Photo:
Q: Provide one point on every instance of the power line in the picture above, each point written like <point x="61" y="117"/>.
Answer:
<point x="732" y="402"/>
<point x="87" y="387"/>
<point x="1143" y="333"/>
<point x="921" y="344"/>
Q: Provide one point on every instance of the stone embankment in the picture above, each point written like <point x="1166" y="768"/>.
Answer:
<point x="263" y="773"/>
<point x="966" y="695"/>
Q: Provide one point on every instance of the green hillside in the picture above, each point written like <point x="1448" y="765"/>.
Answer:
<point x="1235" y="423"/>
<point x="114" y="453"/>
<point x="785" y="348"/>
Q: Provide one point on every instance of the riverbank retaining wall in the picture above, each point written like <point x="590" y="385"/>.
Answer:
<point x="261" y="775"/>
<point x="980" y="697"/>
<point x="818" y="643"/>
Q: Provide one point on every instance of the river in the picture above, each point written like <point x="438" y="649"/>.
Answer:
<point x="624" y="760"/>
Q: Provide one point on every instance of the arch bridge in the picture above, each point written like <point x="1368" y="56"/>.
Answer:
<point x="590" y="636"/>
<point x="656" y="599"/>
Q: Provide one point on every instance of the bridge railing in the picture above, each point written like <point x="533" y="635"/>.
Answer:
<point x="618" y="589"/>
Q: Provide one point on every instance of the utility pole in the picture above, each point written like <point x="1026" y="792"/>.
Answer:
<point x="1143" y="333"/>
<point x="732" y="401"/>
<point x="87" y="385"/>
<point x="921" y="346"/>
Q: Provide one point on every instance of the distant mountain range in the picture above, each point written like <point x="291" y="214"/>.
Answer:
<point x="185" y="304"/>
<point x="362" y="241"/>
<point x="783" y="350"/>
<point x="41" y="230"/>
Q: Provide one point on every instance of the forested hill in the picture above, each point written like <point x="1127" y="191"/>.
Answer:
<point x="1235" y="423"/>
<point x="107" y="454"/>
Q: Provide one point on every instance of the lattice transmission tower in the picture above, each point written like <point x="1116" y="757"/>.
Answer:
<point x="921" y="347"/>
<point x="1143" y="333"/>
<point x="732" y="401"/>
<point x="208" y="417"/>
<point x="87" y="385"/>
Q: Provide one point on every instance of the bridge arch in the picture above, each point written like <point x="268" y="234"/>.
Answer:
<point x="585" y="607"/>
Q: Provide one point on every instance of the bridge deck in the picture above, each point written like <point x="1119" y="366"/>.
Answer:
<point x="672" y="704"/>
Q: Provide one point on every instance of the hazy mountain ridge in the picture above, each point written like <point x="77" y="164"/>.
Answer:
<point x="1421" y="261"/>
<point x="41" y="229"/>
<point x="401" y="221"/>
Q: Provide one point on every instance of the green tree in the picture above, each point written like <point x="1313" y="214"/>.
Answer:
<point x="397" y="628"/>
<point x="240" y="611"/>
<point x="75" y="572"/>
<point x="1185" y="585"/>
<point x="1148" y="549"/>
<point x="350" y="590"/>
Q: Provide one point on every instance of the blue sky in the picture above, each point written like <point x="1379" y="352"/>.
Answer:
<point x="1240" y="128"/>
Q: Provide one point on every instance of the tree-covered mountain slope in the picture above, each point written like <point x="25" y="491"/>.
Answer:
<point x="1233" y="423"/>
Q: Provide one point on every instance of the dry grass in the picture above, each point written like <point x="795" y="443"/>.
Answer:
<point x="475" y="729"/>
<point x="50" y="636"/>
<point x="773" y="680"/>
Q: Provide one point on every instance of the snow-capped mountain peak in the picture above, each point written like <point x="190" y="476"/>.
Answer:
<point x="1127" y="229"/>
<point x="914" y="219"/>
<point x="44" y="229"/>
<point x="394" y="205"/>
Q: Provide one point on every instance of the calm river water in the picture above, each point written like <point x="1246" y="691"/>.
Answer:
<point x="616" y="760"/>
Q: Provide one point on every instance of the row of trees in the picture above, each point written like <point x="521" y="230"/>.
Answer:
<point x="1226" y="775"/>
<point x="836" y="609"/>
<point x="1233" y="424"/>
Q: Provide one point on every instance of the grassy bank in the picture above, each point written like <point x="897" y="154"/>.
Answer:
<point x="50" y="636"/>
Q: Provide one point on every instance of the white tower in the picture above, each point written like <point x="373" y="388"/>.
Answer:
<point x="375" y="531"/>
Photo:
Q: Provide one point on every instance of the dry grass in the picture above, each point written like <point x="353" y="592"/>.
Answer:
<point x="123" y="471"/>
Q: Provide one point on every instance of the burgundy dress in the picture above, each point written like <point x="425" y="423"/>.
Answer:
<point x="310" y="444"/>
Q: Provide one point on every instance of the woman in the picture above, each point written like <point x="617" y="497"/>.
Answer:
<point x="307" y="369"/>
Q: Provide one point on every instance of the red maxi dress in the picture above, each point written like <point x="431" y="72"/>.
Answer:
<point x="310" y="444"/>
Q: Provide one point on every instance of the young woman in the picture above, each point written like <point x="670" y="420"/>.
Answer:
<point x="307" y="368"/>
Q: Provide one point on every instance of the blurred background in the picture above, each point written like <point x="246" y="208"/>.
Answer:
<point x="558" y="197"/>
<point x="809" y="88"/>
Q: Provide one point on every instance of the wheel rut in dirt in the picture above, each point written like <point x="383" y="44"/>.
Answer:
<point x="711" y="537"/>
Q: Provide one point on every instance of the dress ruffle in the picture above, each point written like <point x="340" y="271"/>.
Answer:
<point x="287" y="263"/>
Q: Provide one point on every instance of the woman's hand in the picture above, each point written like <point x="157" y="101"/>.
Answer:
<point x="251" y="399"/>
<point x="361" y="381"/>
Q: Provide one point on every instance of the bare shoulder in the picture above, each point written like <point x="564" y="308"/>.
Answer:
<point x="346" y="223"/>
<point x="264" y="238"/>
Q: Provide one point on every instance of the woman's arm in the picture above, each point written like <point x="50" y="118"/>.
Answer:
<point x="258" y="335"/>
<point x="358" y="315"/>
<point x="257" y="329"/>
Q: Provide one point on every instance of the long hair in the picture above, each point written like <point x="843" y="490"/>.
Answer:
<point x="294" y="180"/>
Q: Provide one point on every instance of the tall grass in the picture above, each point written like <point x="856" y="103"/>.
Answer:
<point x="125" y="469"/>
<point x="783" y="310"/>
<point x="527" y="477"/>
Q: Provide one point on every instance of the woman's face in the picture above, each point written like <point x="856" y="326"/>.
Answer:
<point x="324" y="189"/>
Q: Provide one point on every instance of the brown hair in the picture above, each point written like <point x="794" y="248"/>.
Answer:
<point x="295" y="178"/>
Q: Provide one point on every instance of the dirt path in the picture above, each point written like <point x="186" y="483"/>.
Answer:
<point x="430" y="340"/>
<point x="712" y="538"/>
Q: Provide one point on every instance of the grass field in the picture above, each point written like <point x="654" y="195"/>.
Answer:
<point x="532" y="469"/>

==

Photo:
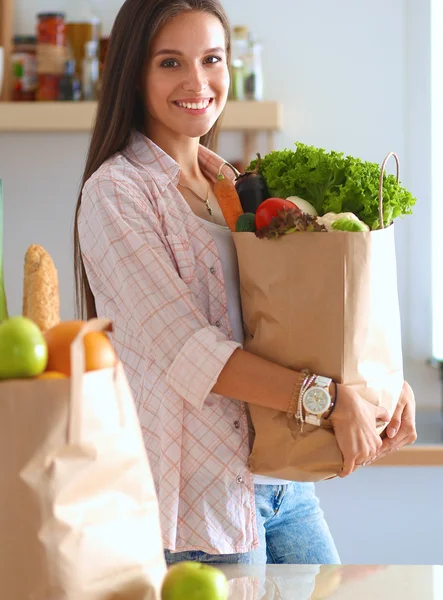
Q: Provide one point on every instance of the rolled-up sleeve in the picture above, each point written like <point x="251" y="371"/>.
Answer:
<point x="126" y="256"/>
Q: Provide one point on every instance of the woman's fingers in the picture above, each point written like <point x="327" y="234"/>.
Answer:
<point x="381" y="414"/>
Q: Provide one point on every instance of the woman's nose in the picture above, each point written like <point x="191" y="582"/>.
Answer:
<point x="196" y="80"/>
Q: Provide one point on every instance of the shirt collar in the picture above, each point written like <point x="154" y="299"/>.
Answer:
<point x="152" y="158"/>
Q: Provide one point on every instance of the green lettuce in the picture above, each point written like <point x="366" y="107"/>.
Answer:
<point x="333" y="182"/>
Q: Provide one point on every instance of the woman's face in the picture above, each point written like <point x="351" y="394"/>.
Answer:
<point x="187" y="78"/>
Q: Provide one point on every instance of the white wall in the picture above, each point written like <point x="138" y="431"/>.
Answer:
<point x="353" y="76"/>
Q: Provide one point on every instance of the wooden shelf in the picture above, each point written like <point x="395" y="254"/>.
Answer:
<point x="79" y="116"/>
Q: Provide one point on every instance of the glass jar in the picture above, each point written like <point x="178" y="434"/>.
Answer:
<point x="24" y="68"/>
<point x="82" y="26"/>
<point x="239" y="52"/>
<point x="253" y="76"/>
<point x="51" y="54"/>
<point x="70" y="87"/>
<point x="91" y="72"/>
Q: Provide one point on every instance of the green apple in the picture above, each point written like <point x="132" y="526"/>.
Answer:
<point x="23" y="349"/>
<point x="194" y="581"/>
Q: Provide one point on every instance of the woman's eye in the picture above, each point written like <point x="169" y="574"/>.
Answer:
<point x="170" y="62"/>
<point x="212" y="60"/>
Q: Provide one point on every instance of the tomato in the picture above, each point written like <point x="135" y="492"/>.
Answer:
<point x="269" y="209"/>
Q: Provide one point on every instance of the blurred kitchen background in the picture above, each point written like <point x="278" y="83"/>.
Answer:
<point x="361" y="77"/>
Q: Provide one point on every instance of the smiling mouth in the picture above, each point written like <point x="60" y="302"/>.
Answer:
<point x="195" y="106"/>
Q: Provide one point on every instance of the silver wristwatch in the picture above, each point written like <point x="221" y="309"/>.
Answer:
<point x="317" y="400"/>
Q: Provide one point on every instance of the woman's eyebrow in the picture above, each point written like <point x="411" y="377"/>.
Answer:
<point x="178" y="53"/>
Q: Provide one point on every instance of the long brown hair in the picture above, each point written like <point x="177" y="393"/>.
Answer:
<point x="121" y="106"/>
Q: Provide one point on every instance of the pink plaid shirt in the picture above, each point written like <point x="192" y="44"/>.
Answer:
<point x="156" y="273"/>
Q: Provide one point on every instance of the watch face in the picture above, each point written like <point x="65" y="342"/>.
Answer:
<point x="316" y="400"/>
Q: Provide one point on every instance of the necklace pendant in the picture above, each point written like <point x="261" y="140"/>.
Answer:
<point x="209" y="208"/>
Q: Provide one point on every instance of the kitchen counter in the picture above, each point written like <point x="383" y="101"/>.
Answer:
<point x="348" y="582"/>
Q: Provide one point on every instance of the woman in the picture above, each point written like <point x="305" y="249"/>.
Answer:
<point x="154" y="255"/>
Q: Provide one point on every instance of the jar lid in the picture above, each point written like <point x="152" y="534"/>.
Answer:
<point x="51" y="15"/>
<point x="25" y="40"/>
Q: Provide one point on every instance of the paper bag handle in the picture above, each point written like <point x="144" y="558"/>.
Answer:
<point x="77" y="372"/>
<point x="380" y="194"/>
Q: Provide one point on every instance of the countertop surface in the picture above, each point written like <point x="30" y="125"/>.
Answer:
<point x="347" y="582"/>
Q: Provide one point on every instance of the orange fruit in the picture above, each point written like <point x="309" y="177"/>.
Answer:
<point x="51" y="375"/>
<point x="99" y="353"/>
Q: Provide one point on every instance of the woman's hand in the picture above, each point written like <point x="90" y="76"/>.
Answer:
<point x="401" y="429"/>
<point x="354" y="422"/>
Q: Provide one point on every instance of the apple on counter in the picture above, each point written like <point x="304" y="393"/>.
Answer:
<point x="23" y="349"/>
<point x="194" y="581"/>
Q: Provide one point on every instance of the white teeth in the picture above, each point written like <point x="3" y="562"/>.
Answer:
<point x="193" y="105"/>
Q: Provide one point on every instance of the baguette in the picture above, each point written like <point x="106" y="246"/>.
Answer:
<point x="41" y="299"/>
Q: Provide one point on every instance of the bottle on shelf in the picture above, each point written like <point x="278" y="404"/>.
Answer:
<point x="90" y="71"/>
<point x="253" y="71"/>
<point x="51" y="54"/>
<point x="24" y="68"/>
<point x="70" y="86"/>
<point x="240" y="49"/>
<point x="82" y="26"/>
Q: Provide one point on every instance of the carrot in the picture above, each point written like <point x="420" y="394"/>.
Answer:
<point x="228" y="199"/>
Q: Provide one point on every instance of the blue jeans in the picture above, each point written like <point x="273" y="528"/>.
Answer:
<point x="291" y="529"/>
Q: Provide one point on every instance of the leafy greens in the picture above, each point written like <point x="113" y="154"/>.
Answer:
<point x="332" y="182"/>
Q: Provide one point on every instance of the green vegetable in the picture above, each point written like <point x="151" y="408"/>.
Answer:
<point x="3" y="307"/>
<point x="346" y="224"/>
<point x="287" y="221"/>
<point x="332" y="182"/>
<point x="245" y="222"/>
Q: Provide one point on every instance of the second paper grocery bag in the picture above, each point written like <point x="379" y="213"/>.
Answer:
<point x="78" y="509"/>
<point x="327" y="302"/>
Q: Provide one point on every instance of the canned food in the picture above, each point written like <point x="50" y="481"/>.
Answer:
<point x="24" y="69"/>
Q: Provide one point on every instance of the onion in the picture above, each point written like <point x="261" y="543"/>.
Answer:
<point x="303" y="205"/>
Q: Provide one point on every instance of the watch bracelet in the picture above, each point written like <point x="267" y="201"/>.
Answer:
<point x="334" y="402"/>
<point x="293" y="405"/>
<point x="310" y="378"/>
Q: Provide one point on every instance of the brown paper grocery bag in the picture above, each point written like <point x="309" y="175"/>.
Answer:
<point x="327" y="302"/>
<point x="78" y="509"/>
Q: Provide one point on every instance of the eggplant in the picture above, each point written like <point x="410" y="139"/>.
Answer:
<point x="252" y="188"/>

*What needs to be done*.
Select every line in the items above that contains the word "dirt" and copy each one out.

*Exercise answer*.
Q: Provide one point on every instance of the wheel rut in dirt in the picture above, each point written like <point x="383" y="44"/>.
Q: Provide one point on every instance of the dirt path in the picture above, each point written like <point x="186" y="483"/>.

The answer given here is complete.